[Wybrany fragment]:
Podobnie podwójna podłoga - 650 zł za kawałek plastiku to przesada. W dodatku czasem muszę przewieźć paczki, które sporo ważą - ta podłoga mogłaby nie wytrzymać (kiedyś pytałem ile można położyć na podobną podłogę w Vitarze - usłyszałem, że ze 200 kg, ale podejrzełem raz na wytłoczce - "maks. 60 kg"). Mam już pomysł jak zrobić solidną składaną podłogę za ok. 100-150 zł. I będzie równie estetyczna, ale podparta i bardziej wytrzymała.
Koszt automatycznego przełączania świateł mijania na drogowe i odwrotnie to 1500 zł - a to wyłącznie kwestia oprogramowania (czujnik światła jest i kamera z przodu też).
Do Kamiqa nie ma i pewnie nie będzie żadnych akcesoriów spoza oficjalnej dystrybucji, nie przewiduję, żaby Chińczycy cokolwiek zrobili, zwłaszcza że u nich Kamiq to wersja Karoka (w Europie - Scali). Może z czasem można będzie dywaniki dokupić i to wszystko. Nie będzie żadnych detali, osłon, drobiazgów do wnętrza... (no chyba że uniwersalnych do wszystkich aut).

[Sekcja danych]:
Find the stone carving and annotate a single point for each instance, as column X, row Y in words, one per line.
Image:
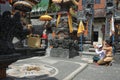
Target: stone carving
column 10, row 27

[Lista zadań]:
(1) Proszę odpowiedzieć na poniższe pytania na podstawie wybranego fragmentu o akcesoriach do Kamiqa:
(a) Ile kosztuje podwójna podłoga?
(b) Ile wynosi koszt automatycznego przełączania świateł mijania na drogowe i odwrotnie?
(c) Którego modelu wersją jest Kamiq w Chinach?
(2) Proszę rozwinąć wybrany fragment o akcesoriach do Kamiqa, pisząc jego dalszy ciąg od ostatniego zdania.

[Wyniki]:
(1)
(a) 650 zł.
(b) 1500 zł.
(c) Karoka.

(2)
Wybrałem auto z mniejszym silnikiem - skoro jeżdżę głównie po mieście to bez sensu jest brać większy. Ten mały mniej pali i jest tańszy w eksploatacji i naprawach. Ma 115 KM, więc dokładnie tyle, ile moje obecne auto, ale Kamiq jest o 300 kg lżejszy. Tak dla sportu mam zamiar pojeździć trochę w trybie eko i zobaczymy, ile spali. Liczę na mniej niż 6 l/100 km.
Boże chciało ci się tyle pisac
@@matlew Dla mnie żaden problem - żyję z pisania :-)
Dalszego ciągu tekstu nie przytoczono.